◆ **DO THIS**:
Collect every line in the records below that contains the string "rocky", and copy each of those lines in full. The match is case-sensitive.

◆ **ENTRIES PROVIDED**:

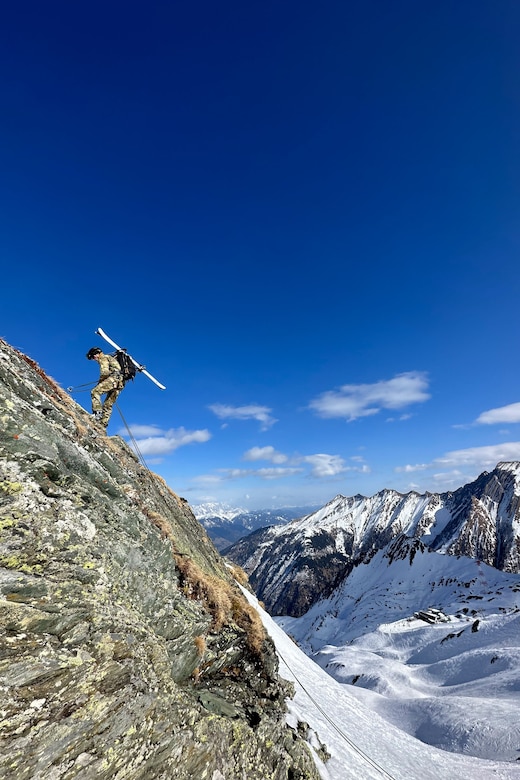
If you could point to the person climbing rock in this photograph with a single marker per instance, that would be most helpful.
(110, 383)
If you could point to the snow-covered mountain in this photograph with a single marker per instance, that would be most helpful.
(226, 524)
(294, 565)
(453, 685)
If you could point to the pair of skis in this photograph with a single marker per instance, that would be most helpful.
(139, 367)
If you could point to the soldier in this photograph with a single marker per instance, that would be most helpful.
(110, 382)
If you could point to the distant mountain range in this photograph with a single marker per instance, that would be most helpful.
(452, 683)
(292, 566)
(226, 524)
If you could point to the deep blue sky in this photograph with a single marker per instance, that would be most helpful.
(303, 217)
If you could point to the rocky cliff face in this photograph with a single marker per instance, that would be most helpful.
(126, 648)
(294, 566)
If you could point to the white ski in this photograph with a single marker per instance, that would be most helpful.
(140, 368)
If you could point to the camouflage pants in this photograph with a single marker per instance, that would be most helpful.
(112, 386)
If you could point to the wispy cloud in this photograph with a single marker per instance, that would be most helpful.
(154, 441)
(264, 473)
(265, 453)
(503, 414)
(251, 412)
(324, 465)
(476, 458)
(354, 401)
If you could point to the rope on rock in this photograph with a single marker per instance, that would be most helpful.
(334, 725)
(132, 439)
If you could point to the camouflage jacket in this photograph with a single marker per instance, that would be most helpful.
(108, 365)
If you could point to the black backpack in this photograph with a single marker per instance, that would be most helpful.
(128, 368)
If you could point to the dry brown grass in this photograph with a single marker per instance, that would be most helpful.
(239, 574)
(200, 644)
(224, 602)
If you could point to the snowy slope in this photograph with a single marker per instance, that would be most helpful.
(294, 565)
(452, 685)
(362, 744)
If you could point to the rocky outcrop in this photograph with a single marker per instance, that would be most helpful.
(126, 648)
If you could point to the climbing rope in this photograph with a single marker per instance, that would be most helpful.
(334, 725)
(132, 439)
(79, 388)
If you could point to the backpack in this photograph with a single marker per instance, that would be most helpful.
(128, 368)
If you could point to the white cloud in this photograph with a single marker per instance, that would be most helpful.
(503, 414)
(409, 469)
(475, 458)
(265, 473)
(483, 457)
(251, 412)
(324, 465)
(265, 453)
(163, 442)
(355, 401)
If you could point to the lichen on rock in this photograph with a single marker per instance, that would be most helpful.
(126, 648)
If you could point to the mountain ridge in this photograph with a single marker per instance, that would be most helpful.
(293, 566)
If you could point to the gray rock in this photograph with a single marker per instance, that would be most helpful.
(126, 648)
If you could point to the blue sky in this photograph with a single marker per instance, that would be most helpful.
(303, 218)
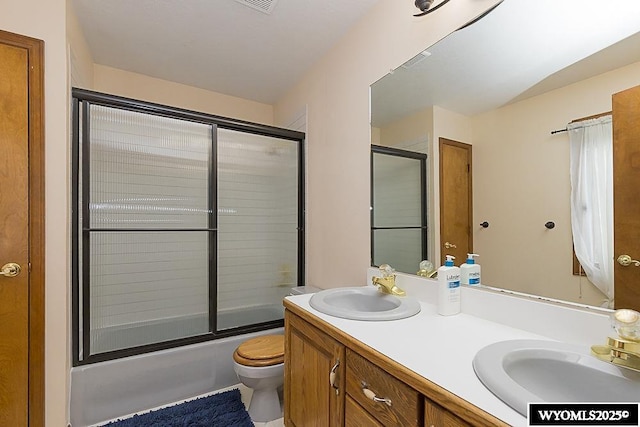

◆ **SOLUTION TO THIS TASK**:
If you could point to the rocky cliff face in this photograph with a single marker per instance, that would be most helpful.
If you could point to the rocky outcrop in this photograph with a single marker per instance, that would be most helpful.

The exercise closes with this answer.